▶ **TEKS DOKUMEN**:
=======
Timesin.id, Pangkalpinang – Gelombang kekecewaan masyarakat Kota Pangkalpinang kian menyeruak pasca aksi demonstrasi yang berakhir ricuh di kantor pusat PT Timah Tbk, Senin (6/10/2025).
Aksi yang semula diklaim sebagai bentuk penyampaian aspirasi damai oleh *Aliansi Tambang Rakyat Bersatu (ATB)* dan **Aliansi Masyarakat Terzolimi (Almaster) Babel* itu justru berubah menjadi anarkis.
Oknum massa dilaporkan merusak pagar, menghancurkan ruang lobi dan ruang kerja karyawan, hingga merusak pot bunga dan taman hias yang mempercantik jalan utama kawasan kota Pangkalpinang. Tentu tindakan itu memicu kemarahan publik.
ADVERTISEMENT

SCROLL TO RESUME CONTENT
Melalui *Aliansi Pemuda Pangkalpinang (APP)*, masyarakat menyuarakan desakan agar kepolisian, terutama *Kapolda Kepulauan Bangka Belitung*, segera bertindak tegas terhadap para pelaku perusakan.
> “Kami, Aliansi Pemuda PKP, mewakili masyarakat Pangkalpinang meminta polisi mengusut tuntas perusakan fasilitas umum yang dilakukan oknum massa anarkis kemarin. Menyampaikan aspirasi boleh, tapi tidak dengan cara merusak,” tegas **Salman Ahda Ferdian**, Ketua APP, kepada wartawan jejaring media KBO, Selasa (7/10/2025).
=======
▶ **DAFTAR DATA**:
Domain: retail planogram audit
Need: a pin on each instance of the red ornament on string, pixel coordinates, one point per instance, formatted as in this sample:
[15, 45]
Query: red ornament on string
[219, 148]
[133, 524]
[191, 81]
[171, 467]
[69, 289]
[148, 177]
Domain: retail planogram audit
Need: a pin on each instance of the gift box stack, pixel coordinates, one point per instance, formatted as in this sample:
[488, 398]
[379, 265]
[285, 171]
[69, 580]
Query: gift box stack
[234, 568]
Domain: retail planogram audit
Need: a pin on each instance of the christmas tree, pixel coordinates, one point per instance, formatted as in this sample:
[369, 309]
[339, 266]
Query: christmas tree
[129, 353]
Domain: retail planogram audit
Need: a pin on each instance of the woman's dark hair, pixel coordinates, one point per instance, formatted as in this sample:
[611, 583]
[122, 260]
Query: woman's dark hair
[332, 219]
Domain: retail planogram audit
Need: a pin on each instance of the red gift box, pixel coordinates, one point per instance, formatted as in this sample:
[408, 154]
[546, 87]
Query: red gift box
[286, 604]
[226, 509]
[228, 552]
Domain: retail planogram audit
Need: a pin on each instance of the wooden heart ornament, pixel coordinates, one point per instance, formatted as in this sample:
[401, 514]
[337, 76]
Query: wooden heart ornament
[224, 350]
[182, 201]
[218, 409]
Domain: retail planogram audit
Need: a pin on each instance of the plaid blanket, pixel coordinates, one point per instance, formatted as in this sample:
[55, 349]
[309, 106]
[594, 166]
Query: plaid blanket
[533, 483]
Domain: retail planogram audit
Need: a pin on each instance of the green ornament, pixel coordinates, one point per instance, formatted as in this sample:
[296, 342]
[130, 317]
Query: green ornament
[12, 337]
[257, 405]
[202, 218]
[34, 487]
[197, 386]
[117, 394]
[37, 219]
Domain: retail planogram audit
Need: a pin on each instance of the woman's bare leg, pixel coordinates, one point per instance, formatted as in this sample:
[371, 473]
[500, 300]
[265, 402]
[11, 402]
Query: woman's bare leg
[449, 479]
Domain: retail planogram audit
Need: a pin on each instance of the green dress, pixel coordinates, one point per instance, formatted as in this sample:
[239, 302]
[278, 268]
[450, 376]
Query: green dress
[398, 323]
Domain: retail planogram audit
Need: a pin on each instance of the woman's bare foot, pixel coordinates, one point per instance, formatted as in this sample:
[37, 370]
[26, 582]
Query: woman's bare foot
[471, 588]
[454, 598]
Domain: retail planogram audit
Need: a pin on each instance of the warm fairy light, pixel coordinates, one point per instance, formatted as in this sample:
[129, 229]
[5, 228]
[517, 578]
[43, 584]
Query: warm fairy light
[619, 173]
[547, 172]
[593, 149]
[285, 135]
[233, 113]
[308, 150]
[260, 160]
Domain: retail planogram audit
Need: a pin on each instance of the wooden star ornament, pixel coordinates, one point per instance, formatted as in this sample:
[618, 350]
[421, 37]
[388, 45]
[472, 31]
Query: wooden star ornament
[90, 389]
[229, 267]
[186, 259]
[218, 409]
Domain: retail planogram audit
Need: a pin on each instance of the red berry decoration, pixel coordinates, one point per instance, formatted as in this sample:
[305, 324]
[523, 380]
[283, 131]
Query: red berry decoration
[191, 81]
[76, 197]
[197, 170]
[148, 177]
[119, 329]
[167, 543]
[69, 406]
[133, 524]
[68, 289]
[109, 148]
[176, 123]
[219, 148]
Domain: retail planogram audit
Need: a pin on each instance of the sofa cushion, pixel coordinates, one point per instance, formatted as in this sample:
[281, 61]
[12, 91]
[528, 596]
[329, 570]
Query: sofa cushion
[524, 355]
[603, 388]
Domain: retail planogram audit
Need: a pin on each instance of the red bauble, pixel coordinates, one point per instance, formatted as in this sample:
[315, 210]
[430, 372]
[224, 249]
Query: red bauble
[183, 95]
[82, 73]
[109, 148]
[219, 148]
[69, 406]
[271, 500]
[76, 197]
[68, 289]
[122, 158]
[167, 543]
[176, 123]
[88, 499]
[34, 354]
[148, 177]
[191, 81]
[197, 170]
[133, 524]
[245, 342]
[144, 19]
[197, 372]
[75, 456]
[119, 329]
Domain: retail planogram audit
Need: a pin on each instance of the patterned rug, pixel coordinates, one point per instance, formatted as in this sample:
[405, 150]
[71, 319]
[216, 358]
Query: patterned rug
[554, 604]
=======
▶ **TUGAS YANG DIMINTA**:
[A] Dalam berita tentang demonstrasi di kantor PT Timah, siapa yang menjabat sebagai Ketua Aliansi Pemuda Pangkalpinang?
[B] Lanjutkan berita tentang demonstrasi di kantor PT Timah mulai dari bagian setelah kalimat terakhirnya.
Data tersebut diambil dari sumber yang berbeda.

▶ **HASIL YANG DIHARAPKAN**:
[A] Salman Ahda Ferdian.

[B]
Salman menilai, aksi brutal tersebut bukan hanya melanggar norma sosial, tetapi juga *bertentangan dengan hukum positif* yang berlaku di Indonesia.
Menurutnya, tindakan itu dapat dijerat dengan *Pasal 406 KUHP*, yang menyebut:
> “Barang siapa dengan sengaja dan melawan hukum menghancurkan, merusak, membuat tidak dapat dipakai, atau menghilangkan barang sesuatu yang seluruhnya atau sebagian milik orang lain, diancam dengan pidana penjara paling lama dua tahun delapan bulan.”
Lebih jauh, jika perbuatan dilakukan secara bersama-sama di muka umum hingga menimbulkan kerusuhan, pelaku juga bisa dikenakan *Pasal 170 KUHP* dengan ancaman hukuman penjara hingga *lima tahun enam bulan*.
> “Koordinator aksi kemarin berjanji akan damai. Tapi kenyataannya, pot bunga dan tamanan hias kota rusak, fasilitas kantor hancur. Kami menuntut pertanggungjawaban dan ganti rugi atas semua kerusakan itu,” tegas Salman yang akrab disapa Caul.
Aliansi Pemuda Pangkalpinang menilai, membiarkan tindakan anarkis tanpa penegakan hukum akan menjadi *preseden buruk bagi demokrasi lokal*.
Padahal, hak untuk menyampaikan pendapat di muka umum telah diatur dalam **Undang-Undang Nomor 9 Tahun 1998**, yang pada Pasal 6 menegaskan kewajiban menghormati hak-hak orang lain, menjaga ketertiban umum, dan menaati hukum.
Dengan demikian, tindakan perusakan dalam konteks demonstrasi jelas telah melampaui batas kebebasan berekspresi yang dijamin konstitusi.
> “Kalau ini dibiarkan, jangan heran bila aksi-aksi serupa akan terulang. Kami mendukung polisi menegakkan hukum tanpa pandang bulu,” tutup Salman.
Aksi unjuk rasa seharusnya menjadi wujud kedewasaan berdemokrasi, tempat masyarakat menyalurkan aspirasi dengan tertib dan santun.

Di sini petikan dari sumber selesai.